EXERCISE BRIEF —
Output each line from the one that contains "Put a dot on each instance of the white window" to the final line of the data below, exactly, and include nothing else.

━━━━━ MATERIALS PROVIDED ━━━━━

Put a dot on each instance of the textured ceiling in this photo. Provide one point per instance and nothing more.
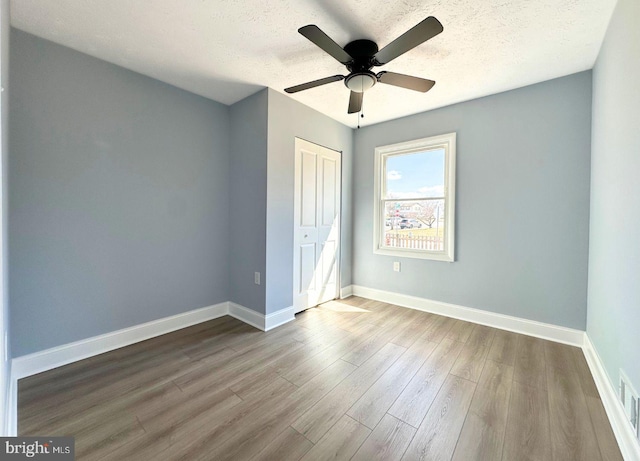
(228, 49)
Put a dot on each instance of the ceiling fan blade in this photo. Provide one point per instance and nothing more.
(322, 40)
(420, 33)
(406, 81)
(313, 84)
(355, 102)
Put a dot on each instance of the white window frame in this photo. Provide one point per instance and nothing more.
(446, 142)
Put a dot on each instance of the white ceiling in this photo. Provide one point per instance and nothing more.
(228, 49)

━━━━━

COMPLETED TASK —
Put a dot on each instance of the white window frame in this photo. Provide one point per instance and nothing more.
(446, 142)
Put a dot on each instance of the white ceiling in this photo. Provide one point per instance and nothing more.
(228, 49)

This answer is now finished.